Document section:
----------
The Government has allocated $45 million to the goal of making New Zealand predator-free by 2050.
The money is to be spent on the West Coast in a project that will create 50 jobs in Franz Josef.
The Predator Free South Westland project was launched by Conservation Minister Kiri Allan on Thursday.
"I’m here today to announce what we think is the largest scale and ambitious pest-free eradication programme ever to be had in New Zealand," Allan said.
"In order to be predator-free across the country, we need to be able to tackle large scale projects like this. If we can get it right in a hundred-thousand hectare environment, in a relatively rough environment as well, we absolutely think we can roll out larger-scale projects like this."
The $45 million project will eliminate possums, rats and stoats from 100,000 hectares of land in south Westland.
"There's new technology if infrared cameras and thermal cameras and artificial intelligence in use there, but there is also some aerial toxin to do the initial knockdown," Predator Free South Westland Chair Katie Milne said.
The formula has already seen the successful elimination of 12,000 hectares of nearby bush in the Perth River Valley, and could provide the blueprint for a predator-free New Zealand.
----------
Instructions:
1. Repeat word for word the stretch of the Predator Free South Westland article from "The Government has" through "in south Westland.".
2. Decide whether each statement agrees with the Predator Free South Westland article, answering yes or no and quoting the words that settle it: (a) The project is expected to create 50 jobs in Franz Josef. (b) Kiri Allan chairs Predator Free South Westland. (c) The project will clear pests from 12,000 hectares of south Westland.
3. Answer these questions from the Predator Free South Westland article:
(a) How much money has the Government allocated to the goal?
(b) On what day was the project launched?
(c) In which valley have 12,000 hectares of bush already been cleared of predators?
The entries play no part in the work on the Predator Free South Westland article.
----------
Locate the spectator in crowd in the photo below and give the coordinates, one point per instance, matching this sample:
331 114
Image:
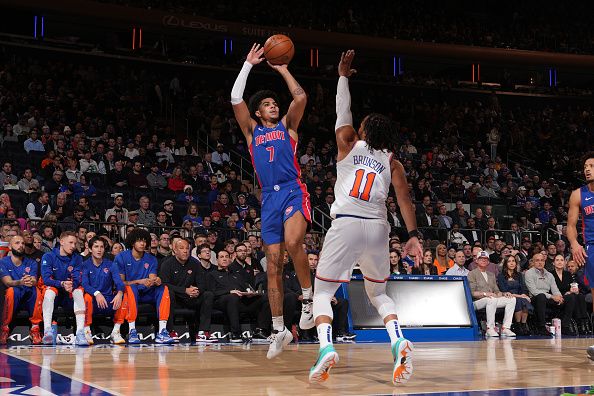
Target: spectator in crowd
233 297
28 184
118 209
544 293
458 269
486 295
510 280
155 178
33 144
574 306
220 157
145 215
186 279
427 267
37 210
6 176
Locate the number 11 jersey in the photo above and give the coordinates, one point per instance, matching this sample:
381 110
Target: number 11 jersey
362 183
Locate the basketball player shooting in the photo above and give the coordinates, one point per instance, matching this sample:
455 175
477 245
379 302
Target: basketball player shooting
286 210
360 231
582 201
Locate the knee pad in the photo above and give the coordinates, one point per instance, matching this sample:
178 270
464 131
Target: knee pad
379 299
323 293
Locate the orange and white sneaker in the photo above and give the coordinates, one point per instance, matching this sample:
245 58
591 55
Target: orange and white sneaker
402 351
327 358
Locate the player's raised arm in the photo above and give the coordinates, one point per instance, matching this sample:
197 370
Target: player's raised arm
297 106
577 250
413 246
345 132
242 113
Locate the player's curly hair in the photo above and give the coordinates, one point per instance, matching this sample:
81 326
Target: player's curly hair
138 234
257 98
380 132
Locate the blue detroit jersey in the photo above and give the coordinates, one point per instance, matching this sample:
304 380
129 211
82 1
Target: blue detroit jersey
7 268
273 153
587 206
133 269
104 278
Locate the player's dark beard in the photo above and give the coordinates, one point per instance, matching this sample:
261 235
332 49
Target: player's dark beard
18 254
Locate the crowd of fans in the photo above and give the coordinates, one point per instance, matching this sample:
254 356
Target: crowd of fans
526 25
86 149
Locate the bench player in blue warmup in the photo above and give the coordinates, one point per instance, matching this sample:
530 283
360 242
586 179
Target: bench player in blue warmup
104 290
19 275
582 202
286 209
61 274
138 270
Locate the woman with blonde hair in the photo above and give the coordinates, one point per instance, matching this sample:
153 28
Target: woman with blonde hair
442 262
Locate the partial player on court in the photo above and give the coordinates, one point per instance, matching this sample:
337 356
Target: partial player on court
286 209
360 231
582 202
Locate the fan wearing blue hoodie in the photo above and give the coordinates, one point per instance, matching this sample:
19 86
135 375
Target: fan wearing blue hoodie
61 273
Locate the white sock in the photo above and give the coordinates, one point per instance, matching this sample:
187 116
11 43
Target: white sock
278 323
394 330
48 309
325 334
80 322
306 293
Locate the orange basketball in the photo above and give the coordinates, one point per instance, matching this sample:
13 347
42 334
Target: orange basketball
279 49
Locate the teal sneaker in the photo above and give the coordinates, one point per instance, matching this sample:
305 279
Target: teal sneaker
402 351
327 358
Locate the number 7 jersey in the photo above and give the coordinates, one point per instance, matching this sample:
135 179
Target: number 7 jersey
----------
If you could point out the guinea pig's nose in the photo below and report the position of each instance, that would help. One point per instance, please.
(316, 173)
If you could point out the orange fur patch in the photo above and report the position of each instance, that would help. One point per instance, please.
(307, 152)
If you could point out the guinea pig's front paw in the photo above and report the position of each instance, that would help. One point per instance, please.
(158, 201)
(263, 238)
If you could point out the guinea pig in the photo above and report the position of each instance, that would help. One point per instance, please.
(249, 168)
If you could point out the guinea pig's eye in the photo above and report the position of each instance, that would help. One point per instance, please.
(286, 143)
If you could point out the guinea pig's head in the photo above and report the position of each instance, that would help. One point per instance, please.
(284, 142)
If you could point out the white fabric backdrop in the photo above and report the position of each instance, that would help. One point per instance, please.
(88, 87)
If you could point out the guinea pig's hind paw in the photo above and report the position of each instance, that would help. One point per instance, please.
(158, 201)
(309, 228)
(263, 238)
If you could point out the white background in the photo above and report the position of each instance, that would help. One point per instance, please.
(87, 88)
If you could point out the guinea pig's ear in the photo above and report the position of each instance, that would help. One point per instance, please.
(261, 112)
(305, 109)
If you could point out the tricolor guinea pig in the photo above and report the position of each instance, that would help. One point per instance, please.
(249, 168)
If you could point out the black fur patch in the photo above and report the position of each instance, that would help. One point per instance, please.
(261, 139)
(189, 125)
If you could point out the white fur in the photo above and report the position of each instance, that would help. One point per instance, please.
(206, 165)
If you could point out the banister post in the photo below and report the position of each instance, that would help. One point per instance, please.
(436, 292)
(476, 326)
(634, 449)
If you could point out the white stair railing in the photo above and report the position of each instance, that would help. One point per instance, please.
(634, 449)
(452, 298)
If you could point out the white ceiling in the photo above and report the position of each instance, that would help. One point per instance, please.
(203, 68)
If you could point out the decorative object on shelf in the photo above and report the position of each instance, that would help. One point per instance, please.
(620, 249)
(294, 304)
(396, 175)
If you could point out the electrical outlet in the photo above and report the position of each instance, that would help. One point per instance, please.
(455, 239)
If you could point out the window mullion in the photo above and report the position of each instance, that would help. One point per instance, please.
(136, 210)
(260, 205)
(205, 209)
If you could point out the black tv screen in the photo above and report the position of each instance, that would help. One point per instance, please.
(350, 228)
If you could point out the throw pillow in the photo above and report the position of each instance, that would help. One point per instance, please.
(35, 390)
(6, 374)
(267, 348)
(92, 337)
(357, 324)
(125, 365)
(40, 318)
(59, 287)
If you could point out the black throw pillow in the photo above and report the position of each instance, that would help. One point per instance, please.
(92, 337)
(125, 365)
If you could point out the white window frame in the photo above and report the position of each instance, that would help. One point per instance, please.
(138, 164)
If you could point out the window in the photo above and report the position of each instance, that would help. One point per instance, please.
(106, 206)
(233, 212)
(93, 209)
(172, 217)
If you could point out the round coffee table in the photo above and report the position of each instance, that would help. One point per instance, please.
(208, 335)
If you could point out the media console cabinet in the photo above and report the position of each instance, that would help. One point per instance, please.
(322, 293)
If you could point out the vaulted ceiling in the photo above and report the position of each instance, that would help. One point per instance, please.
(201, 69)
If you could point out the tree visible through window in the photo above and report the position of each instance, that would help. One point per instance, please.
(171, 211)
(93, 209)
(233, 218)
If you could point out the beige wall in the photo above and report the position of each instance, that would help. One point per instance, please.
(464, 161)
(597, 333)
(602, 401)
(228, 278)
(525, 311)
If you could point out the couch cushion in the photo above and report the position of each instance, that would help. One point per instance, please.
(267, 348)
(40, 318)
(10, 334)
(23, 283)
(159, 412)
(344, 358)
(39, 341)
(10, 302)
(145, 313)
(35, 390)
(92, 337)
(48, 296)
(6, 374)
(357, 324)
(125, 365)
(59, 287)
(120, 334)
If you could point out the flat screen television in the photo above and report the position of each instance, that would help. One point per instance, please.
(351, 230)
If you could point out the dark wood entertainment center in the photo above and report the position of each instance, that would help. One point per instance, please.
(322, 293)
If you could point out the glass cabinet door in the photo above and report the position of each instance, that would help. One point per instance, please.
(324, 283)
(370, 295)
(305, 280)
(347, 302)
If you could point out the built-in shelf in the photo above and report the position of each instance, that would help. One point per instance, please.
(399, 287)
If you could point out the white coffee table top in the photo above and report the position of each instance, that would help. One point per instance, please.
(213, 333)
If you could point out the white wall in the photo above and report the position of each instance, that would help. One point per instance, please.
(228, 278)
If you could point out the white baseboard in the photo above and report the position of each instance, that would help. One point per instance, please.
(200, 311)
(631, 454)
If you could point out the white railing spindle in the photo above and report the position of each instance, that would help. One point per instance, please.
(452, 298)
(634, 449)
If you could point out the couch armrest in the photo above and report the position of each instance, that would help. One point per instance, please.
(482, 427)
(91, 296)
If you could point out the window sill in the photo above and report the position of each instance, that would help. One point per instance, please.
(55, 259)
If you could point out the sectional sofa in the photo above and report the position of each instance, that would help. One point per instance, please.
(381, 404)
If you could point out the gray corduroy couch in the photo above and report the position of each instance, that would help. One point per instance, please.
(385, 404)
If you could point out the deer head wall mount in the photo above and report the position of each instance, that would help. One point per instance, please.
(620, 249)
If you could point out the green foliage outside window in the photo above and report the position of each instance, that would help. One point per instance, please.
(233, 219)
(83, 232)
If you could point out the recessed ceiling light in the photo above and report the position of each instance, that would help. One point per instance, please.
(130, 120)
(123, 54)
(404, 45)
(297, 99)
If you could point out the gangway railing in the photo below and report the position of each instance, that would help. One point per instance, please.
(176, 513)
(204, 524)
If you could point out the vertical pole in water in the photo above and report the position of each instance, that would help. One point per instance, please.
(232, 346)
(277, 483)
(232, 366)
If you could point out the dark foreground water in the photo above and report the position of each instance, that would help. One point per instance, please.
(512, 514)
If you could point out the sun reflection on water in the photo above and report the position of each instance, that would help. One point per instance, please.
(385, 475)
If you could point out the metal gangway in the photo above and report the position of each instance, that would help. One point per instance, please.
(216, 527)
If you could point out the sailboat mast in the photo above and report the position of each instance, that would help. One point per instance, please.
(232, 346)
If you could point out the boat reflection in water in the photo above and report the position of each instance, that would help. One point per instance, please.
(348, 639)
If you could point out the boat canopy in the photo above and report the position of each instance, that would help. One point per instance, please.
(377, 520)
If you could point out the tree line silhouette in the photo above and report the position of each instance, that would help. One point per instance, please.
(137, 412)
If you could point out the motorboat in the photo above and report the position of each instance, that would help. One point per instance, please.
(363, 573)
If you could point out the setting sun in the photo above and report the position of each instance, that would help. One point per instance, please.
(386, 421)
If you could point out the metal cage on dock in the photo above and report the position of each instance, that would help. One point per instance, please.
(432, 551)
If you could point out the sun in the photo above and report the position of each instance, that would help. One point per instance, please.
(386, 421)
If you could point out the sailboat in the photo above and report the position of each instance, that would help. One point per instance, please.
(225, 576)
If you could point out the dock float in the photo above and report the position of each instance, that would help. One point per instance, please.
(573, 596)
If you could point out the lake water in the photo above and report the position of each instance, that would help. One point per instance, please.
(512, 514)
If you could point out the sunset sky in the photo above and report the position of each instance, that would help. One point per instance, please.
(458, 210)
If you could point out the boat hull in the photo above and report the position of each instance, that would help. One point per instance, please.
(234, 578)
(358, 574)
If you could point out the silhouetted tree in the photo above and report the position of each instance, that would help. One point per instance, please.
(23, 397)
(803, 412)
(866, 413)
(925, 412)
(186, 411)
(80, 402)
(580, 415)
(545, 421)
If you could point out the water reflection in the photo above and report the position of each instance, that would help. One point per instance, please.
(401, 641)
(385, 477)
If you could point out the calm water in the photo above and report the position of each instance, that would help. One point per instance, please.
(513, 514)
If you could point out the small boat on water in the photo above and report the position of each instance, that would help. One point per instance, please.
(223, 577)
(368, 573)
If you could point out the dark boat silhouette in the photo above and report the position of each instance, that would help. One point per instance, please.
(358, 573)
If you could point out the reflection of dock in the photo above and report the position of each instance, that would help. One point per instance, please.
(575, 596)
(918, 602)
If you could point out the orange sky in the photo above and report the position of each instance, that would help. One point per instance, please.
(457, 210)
----------
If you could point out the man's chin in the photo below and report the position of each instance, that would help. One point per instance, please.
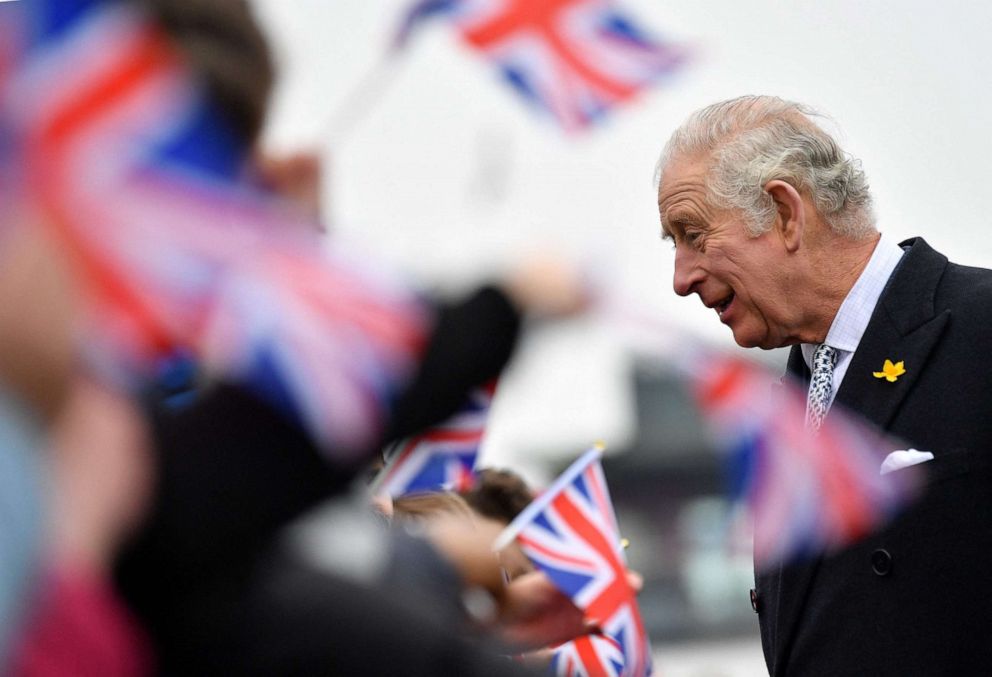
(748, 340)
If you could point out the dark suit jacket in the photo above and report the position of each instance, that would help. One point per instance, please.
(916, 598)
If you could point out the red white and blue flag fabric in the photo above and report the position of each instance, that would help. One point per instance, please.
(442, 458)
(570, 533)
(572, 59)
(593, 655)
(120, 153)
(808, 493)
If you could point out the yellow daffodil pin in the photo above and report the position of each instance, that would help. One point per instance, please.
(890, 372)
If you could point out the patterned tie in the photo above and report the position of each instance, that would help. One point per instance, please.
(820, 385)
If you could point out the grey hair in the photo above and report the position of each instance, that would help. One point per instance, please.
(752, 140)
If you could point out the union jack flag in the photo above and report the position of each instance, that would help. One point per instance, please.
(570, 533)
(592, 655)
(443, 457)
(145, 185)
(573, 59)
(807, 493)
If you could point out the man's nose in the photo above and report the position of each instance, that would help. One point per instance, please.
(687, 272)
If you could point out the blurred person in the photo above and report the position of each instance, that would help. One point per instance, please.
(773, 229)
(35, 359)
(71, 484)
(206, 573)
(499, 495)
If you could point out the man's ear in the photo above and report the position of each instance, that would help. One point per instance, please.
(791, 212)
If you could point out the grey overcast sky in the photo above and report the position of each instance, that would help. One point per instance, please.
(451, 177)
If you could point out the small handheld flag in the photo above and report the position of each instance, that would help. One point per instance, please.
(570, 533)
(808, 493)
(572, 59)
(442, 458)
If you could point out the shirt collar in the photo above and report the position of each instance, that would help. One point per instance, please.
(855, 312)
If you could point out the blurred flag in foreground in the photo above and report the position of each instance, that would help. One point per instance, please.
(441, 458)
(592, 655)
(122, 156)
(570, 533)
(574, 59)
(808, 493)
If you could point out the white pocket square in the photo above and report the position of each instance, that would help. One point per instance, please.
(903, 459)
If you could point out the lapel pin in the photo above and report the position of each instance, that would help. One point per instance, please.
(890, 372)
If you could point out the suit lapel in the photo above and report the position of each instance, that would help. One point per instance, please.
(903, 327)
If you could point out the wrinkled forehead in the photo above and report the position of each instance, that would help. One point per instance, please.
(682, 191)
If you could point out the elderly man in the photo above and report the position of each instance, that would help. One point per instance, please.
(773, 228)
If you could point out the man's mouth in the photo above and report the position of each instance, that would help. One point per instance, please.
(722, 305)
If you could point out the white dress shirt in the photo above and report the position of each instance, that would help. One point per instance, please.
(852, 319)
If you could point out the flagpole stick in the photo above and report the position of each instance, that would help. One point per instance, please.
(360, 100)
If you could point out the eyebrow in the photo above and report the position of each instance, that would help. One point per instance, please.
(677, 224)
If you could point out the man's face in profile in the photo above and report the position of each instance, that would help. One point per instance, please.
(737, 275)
----------
Answers in order:
1.
The Government has allocated $45 million to the goal of making New Zealand predator-free by 2050.
The money is to be spent on the West Coast in a project that will create 50 jobs in Franz Josef.
The Predator Free South Westland project was launched by Conservation Minister Kiri Allan on Thursday.
"I’m here today to announce what we think is the largest scale and ambitious pest-free eradication programme ever to be had in New Zealand," Allan said.
"In order to be predator-free across the country, we need to be able to tackle large scale projects like this. If we can get it right in a hundred-thousand hectare environment, in a relatively rough environment as well, we absolutely think we can roll out larger-scale projects like this."
The $45 million project will eliminate possums, rats and stoats from 100,000 hectares of land in south Westland.

2.
(a) Yes: "a project that will create 50 jobs in Franz Josef"
(b) No: "Predator Free South Westland Chair Katie Milne said"
(c) No: "eliminate possums, rats and stoats from 100,000 hectares of land in south Westland"

3.
(a) $45 million
(b) Thursday
(c) The Perth River Valley